- _TEXT SHOWN_
▽

FRANKFURT/VIENNA (Reuters) -The European Central Bank should avoid cutting interest rates too early as inflation remains high and the hit to growth is still relatively benign, key conservatives argued on Friday, just as markets continued to bring forward their rate cut bets.
Investors now price 100 basis points of rate cuts for next year with the first one coming possibly as soon as April, a big shift compared with late October, when the first cut was projected only in July.
“It would be unwise to start cutting interest rates too soon,” Bundesbank President Joachim Nagel said in a speech. “We must not loosen policy until we are absolutely certain of returning to price stability on a lasting basis.”
Austria’s Robert Holzmann was even more explicit, arguing that the second quarter was simply too soon for a rate cut.
“We are trying to communicate (to the markets): please do not believe that this is the end of the story (on whether rate hikes are finished),” Holzmann told reporters at a briefing.
Asked if he ruled out an interest rate cut in the second quarter of next year, he said: “That would be a bit early.”
The ECB held rates unchanged in October, snapping a streak to ten straight rate hikes, fuelling market bets that its record-breaking tightening streak is now over and the next move is a cut.
Poor economic growth readings in the past several weeks only reinforced these best as the bloc is now increasingly likely to be in a mild and probably short recession.
But Belgian central bank chief Pierre Wunsch argued that high inflation has persisted for so long, that there was a high risk of erring in not being persistent enough.
“We have had inflation above our target for a while so the risks are becoming sort of asymmetric in terms of policy mistake,” Wunsch told a conference. “So, I think what we want… to be comfortable that we are going to 2% before we start cutting.”
Wunsch said this could mean the ECB is then too late cutting rates but this is not a “big issue” because the bank can correct its course quickly and the social cost is not excessive since the labour market remains tight and employment is high.
Instead of easing policy, the ECB should tighten further, Wunsch argued, by ending early its bond purchases in the 1.7 trillion euro Pandemic Emergency Purchase Programme.
Reinvestments in the scheme are due to run until the end of 2024 but Wunsch said he is pleading with colleagues to revisit this date because bond buys going for that long were unnecessary.
Responding to critics that the ECB has already overtightened, Nagel said there was no evidence for this.
“Dampening aggregate demand does not necessarily mean inducing a recession,” Nagel said. “I am optimistic that we can avoid a hard landing of the economy.”

△

- _RECORD SET_
▽

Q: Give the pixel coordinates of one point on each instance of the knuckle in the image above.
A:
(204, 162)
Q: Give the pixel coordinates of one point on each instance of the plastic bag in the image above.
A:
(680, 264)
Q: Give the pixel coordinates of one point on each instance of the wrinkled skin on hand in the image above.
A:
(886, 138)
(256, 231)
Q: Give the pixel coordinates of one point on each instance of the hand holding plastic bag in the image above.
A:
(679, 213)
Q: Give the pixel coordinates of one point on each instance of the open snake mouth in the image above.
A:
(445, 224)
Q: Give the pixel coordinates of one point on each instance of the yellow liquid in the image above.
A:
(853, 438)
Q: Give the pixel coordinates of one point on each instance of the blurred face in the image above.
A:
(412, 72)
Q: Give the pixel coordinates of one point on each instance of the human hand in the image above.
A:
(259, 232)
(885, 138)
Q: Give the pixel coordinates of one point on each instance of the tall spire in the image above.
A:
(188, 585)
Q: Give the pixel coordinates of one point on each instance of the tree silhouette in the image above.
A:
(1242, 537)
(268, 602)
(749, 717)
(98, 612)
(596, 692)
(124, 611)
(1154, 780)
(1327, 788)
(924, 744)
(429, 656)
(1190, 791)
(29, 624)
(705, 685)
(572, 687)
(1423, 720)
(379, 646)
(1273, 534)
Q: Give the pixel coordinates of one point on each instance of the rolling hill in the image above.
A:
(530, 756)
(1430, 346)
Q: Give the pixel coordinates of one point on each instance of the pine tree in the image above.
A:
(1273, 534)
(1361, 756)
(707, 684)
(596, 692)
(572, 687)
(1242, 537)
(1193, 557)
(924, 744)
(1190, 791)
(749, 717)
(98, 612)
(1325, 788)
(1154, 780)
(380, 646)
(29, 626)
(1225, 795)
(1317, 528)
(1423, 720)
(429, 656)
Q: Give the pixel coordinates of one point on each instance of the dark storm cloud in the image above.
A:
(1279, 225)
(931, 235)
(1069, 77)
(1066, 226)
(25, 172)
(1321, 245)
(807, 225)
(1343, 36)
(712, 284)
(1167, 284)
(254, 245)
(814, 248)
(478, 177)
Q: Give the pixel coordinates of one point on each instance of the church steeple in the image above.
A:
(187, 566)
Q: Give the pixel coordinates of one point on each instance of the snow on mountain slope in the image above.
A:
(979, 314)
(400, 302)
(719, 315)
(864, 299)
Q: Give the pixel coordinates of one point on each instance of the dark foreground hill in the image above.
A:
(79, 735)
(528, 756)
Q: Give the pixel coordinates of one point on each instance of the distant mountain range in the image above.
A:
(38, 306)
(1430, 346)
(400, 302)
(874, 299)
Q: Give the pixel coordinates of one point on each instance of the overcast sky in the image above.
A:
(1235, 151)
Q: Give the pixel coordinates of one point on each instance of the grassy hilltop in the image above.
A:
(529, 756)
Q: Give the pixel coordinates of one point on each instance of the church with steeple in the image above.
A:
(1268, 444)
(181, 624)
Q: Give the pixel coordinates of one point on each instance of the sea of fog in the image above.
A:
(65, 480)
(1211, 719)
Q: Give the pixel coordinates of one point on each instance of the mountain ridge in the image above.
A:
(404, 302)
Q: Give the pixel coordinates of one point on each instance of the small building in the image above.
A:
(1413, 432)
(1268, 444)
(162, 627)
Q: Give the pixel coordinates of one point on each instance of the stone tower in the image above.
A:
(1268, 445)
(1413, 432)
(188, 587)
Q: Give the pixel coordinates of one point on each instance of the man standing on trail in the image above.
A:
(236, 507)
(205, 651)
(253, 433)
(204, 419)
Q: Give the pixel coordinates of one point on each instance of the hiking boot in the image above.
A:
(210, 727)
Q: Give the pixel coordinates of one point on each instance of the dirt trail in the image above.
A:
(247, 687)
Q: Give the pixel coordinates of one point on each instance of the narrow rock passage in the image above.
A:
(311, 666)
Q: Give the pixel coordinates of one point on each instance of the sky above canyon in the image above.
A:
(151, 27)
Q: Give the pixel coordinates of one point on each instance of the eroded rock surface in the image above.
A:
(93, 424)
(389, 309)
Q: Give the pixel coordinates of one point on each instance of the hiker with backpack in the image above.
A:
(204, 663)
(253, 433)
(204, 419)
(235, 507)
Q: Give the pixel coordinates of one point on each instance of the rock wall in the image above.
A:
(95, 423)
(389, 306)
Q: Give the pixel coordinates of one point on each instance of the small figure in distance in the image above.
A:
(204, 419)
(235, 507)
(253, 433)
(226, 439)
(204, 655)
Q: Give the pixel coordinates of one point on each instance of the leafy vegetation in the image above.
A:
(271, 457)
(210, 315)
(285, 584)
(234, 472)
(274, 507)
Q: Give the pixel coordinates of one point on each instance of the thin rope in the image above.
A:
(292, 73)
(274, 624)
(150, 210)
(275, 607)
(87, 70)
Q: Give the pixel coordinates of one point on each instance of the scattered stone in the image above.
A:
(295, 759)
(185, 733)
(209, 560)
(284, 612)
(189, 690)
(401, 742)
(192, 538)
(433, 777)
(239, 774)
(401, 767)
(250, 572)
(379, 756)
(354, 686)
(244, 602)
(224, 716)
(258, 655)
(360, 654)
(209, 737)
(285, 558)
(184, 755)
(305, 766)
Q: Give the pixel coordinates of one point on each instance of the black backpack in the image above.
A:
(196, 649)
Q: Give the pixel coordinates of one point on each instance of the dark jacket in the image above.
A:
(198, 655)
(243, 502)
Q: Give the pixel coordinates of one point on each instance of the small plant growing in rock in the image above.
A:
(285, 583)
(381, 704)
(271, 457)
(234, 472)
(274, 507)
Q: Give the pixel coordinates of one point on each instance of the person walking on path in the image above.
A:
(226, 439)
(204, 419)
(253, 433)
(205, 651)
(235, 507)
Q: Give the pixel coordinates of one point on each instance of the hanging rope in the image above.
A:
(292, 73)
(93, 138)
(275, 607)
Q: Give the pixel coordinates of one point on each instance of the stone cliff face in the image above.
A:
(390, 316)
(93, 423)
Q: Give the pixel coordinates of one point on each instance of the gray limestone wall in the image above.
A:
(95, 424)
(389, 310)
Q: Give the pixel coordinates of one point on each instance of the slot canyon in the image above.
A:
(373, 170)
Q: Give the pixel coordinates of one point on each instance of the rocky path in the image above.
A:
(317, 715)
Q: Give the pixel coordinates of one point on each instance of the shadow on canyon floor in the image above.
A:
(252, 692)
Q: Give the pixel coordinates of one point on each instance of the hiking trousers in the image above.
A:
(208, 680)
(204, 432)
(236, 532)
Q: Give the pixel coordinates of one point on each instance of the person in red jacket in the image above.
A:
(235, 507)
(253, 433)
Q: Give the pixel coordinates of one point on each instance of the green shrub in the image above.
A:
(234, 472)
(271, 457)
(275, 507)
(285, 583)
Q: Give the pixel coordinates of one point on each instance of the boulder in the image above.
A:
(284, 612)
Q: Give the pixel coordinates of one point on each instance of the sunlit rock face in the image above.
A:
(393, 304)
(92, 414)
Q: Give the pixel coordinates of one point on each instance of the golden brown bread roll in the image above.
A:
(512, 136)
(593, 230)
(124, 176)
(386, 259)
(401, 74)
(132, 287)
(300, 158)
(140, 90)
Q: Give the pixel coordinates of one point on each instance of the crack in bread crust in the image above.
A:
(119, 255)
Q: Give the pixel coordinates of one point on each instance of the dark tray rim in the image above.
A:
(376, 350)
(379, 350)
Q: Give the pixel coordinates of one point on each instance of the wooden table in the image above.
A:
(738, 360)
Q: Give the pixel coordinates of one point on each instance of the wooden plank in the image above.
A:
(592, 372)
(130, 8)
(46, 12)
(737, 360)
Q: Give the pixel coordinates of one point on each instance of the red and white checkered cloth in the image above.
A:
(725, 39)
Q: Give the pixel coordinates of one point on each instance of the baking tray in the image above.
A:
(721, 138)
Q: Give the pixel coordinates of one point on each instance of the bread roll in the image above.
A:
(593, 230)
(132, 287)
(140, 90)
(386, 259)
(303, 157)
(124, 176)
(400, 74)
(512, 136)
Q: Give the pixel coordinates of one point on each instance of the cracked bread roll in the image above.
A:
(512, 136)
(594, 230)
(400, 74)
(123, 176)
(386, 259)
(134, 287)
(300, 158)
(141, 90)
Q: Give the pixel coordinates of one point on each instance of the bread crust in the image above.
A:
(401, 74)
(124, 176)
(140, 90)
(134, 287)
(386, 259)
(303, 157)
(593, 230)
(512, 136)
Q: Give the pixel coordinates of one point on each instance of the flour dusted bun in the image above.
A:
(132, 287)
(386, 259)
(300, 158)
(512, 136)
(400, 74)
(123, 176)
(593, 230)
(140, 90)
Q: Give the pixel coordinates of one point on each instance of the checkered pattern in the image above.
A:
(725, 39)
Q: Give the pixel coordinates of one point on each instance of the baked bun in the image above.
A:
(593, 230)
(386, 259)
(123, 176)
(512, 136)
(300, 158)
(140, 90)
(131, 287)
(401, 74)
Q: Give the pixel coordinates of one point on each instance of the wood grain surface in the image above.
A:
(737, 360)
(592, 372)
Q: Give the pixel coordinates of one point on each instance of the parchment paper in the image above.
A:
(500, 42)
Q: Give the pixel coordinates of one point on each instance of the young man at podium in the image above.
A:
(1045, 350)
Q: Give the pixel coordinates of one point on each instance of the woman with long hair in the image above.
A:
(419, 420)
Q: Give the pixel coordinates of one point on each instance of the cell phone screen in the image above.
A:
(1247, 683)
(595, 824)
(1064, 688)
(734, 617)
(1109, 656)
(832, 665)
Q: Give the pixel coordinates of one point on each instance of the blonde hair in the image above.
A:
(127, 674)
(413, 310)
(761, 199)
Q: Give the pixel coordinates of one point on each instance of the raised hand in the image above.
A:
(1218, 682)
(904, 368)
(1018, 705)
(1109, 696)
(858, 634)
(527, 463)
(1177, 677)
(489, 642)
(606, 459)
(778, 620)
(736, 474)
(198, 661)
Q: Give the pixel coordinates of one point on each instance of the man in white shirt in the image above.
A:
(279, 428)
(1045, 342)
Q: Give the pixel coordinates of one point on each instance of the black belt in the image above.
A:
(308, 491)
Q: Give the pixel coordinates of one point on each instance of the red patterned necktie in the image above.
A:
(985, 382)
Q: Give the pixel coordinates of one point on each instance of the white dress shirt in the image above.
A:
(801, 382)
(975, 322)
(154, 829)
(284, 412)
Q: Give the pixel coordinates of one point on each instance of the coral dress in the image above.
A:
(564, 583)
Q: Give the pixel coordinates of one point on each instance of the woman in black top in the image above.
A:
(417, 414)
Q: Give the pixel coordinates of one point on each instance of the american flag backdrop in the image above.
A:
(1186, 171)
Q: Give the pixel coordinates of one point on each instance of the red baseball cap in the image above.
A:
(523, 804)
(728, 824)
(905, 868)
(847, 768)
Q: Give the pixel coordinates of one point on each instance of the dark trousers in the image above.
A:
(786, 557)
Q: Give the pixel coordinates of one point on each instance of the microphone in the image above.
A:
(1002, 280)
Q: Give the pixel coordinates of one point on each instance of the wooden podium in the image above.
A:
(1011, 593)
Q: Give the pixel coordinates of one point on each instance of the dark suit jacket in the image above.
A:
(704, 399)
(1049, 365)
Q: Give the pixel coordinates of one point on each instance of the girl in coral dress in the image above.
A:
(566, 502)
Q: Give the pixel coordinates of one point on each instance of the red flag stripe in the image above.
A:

△

- _TASK ITEM_
Reproduce word for word the passage of the ECB rate-cut article starting with "Investors now price" and going on through "a rate cut.".

- _WRITTEN RESPONSE_
Investors now price 100 basis points of rate cuts for next year with the first one coming possibly as soon as April, a big shift compared with late October, when the first cut was projected only in July.
“It would be unwise to start cutting interest rates too soon,” Bundesbank President Joachim Nagel said in a speech. “We must not loosen policy until we are absolutely certain of returning to price stability on a lasting basis.”
Austria’s Robert Holzmann was even more explicit, arguing that the second quarter was simply too soon for a rate cut.